> [PAGE TEXT]
○ ○ ○ ○ ○ ○ ○
The Active transcription quantitation pipeline

The active transcription quantitation pipeline is very similar to the RNA-Seq quantitation pipeline except that it tries to specifically measure active transcription rather than the standing pool of mRNA. To do this it bases its counts on reads falling into introns rather than exons. All of the options for this pipeline mirror the corresponding options in the RNA-Seq pipeline.

RPKM Pipeline Options

The pipeline generates a set of probes covering every transcript in the genome, but then quantitates each of these based on the number of reads falling within the introns of those transcripts - ignoring any reads found in exons. This method of quantitation can only be achieved using this pipeline and cannot be performed using the standard probe generation and quantitation tools. Transcripts with no introns will be ignored by the pipeline.

The counts produced are by default corrected for the total number of sequences in the dataset. Also by default they are log transformed to form an easier distribution to work with. You can optionally correct for the length of the introns in the transcripts to produce RPKM values.

Options

The options you can set for this pipeline are:

  1. The feature type to use for this analysis. This will default to mRNA if an mRNA track exists in your genome, but can be changed to whichever transcript feature track is appropriate
  2. The type of library you are quantitating. Some RNA-Seq libraries are strand specific and in these cases the pipeline can ignore reads coming from the wrong strand. You can also choose between strand specific libraries which produce reads on the same strand as the feature or the opposing strand.
  3. Whether to merge the isoforms for each gene into a single measure. Using this option relies on the transcripts using the standard Ensembl notation of gene-xxx (where xxx is a number) to denote transcripts. The exons from all transcripts will be merged and a single probe will be generated over the full extent of the gene.
  4. Whether to generate raw counts. If you are using this option to generate data to put forward for statistical analysis by a count based method (eg DESeq, EdgeR etc), then you will need completely raw uncorrected counts. Selecting this option disables all correction and normalisation and produces raw read counts.
  5. Whether the results should be log2 transformed. Data analysis and visualisation of RNA-Seq data is often easier when performed on a log scale. If this option is selected then empty transcripts will be given a count of 0.9 bases (or 0.9 reads if read length correction is applied). This count is applied before read length or total read count correction is applied.
  6. Whether to correct for the length of each transcript. If this option is selected then the quantitated values are expressed per kilobase of introns. This option is only useful if you need to compare expression levels between multiple transcripts in the same sample. If you want to compare expression between different datasets then you should generally not select this option since it will cause the error profile for your data, which is generally correlated with the level of observation, to become confounded with the length of the introns - making it harder to accurately identify differentially expressed transcripts.
○ ○ ○ ○ ○ ○ ○
Entries from a data source
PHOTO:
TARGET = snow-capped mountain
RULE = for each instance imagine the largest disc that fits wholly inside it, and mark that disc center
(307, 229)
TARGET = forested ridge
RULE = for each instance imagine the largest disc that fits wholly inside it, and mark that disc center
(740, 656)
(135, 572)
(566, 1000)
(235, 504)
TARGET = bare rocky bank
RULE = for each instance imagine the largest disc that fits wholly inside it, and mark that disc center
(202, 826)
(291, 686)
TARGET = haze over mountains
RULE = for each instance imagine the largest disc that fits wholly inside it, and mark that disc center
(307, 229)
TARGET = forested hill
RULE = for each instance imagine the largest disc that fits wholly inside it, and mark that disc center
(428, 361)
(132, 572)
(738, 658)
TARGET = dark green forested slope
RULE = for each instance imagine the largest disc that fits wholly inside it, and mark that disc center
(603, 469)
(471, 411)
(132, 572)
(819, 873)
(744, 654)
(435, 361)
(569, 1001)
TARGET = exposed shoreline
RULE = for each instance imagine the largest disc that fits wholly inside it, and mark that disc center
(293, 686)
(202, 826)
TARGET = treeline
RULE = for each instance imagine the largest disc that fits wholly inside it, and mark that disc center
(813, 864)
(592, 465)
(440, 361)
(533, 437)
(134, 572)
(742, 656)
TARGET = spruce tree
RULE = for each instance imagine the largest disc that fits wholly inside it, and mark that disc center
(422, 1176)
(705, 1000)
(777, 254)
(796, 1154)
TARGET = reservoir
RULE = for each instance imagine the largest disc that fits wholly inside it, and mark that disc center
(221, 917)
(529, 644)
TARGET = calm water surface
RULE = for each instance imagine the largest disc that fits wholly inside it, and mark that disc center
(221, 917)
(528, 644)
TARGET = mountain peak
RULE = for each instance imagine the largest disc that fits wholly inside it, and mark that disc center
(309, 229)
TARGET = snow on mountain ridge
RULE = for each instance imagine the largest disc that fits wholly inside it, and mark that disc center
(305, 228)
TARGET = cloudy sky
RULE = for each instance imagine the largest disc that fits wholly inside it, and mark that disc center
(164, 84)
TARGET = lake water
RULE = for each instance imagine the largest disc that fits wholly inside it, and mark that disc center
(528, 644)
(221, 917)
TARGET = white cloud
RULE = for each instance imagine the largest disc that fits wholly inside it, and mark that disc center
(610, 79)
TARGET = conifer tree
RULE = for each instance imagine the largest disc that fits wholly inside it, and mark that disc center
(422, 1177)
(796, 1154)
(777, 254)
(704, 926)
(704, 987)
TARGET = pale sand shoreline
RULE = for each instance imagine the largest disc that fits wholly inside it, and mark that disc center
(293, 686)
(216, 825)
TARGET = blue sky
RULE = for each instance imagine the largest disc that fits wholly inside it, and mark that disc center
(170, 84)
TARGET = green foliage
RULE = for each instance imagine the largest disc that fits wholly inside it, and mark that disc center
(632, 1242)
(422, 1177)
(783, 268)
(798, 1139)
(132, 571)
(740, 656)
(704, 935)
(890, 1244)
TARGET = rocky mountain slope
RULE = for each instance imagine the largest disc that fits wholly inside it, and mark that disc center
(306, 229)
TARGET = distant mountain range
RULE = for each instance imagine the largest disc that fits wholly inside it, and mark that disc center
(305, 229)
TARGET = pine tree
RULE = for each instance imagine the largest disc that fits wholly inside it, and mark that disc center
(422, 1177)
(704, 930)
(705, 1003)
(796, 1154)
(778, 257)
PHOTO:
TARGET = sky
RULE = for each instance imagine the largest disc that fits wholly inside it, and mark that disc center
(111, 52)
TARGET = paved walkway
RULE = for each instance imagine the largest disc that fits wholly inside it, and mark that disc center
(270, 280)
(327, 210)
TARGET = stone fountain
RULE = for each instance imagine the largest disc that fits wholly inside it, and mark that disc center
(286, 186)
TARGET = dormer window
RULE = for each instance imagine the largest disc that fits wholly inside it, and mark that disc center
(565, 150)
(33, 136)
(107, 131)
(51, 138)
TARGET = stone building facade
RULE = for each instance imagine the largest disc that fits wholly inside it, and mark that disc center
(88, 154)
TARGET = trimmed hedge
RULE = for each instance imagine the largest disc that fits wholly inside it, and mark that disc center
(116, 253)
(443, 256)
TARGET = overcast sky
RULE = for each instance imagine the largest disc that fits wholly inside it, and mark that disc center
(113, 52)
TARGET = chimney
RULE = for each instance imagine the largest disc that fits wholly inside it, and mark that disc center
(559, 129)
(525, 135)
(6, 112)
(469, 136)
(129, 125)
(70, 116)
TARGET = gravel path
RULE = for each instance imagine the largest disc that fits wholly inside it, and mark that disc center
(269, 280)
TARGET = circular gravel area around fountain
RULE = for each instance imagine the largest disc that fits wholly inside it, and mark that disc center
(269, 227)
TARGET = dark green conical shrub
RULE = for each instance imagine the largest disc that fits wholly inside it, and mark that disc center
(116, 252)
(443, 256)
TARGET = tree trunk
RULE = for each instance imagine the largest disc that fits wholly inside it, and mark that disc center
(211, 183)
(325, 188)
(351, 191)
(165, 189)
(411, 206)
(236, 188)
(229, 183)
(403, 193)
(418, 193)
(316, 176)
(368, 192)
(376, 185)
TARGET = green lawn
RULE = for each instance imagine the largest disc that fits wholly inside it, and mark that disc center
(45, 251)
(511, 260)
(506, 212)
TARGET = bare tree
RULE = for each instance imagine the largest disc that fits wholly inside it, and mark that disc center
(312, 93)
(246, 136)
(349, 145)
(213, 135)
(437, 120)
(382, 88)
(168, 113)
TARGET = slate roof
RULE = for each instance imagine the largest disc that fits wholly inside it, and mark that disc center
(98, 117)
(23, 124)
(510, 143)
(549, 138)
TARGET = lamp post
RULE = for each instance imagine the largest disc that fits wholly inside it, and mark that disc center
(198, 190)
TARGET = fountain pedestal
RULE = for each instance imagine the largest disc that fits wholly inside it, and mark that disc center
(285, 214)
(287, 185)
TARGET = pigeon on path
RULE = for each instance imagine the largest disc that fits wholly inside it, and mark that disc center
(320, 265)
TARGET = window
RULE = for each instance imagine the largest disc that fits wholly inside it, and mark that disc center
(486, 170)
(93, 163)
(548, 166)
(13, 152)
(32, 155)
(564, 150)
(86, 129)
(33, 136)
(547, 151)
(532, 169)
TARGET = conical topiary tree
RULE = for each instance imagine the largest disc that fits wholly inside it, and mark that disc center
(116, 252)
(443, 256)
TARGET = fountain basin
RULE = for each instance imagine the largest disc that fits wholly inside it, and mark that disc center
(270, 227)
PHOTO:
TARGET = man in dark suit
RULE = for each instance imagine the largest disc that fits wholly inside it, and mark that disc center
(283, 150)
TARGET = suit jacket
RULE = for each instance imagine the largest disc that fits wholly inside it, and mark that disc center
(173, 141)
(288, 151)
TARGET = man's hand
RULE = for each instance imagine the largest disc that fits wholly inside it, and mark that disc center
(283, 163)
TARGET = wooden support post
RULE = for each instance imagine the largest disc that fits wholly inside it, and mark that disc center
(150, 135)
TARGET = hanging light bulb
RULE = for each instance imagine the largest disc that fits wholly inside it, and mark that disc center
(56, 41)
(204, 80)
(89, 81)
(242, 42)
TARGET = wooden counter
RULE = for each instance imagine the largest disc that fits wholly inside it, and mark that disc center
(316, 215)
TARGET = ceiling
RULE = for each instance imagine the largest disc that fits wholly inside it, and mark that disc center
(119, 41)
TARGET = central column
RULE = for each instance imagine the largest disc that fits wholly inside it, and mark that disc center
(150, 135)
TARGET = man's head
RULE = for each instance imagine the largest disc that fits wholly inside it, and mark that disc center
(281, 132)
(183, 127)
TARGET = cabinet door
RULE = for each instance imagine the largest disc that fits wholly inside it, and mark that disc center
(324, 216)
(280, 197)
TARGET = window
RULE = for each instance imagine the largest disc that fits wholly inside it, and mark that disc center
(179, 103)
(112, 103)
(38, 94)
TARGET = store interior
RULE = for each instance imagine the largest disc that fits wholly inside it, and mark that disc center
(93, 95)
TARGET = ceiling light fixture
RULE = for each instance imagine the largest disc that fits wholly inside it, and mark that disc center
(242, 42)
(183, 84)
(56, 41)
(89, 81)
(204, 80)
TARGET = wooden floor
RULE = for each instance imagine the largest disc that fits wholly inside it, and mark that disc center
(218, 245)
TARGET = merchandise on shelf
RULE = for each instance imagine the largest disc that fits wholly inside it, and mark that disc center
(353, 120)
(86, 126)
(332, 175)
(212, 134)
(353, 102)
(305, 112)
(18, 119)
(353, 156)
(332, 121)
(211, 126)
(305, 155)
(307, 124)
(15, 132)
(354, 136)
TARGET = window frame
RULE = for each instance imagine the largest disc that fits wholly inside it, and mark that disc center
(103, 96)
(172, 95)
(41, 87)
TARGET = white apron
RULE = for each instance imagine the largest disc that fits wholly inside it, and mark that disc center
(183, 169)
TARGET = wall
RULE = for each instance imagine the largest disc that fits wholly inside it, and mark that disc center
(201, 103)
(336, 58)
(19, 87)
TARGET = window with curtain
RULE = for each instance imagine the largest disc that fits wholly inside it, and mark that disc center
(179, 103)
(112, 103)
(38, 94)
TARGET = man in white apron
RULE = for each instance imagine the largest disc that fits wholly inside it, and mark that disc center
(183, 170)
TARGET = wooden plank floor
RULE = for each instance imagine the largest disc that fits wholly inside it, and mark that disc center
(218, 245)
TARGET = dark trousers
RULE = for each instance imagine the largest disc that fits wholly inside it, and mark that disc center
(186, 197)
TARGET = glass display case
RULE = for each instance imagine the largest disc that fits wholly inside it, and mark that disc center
○ ○ ○ ○ ○ ○ ○
From the page text above on the active transcription quantitation pipeline, list every option that can be set for this pipeline.

> [RESPONSE BELOW]
1. The feature type to use for the analysis
2. The type of library being quantitated
3. Whether to merge the isoforms for each gene into a single measure
4. Whether to generate raw counts
5. Whether the results should be log2 transformed
6. Whether to correct for the length of each transcript